======== SOURCE INFORMATION

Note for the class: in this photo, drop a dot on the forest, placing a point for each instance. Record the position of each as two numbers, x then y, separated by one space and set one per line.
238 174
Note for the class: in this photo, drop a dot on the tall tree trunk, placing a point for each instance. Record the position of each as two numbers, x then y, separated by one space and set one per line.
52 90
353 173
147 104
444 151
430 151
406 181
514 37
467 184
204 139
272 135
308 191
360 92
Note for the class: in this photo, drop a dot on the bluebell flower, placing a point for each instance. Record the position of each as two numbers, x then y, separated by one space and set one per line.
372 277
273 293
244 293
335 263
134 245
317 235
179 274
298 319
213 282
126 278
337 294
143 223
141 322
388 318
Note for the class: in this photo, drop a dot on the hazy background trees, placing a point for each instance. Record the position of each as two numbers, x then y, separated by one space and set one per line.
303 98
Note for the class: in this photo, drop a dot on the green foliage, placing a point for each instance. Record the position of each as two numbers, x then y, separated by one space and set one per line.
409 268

================

EXERCISE PROMPT ->
With the line containing "on the hazy" as the first and the last line of the data as the final one, copy every line between them exactly, those two included.

EXERCISE RESULT ->
Note for the class: in this photo, drop a dot on the hazy background trees, placing a point for each instance. Record the position of each as two numbers, x then y, separated by one space and set one per line.
303 98
Note for the class: in this photo, drop a dot on the green foliage, placing a point for each instance. Record the position of each as two numbers, x then y, separated by one space and set one per line.
409 268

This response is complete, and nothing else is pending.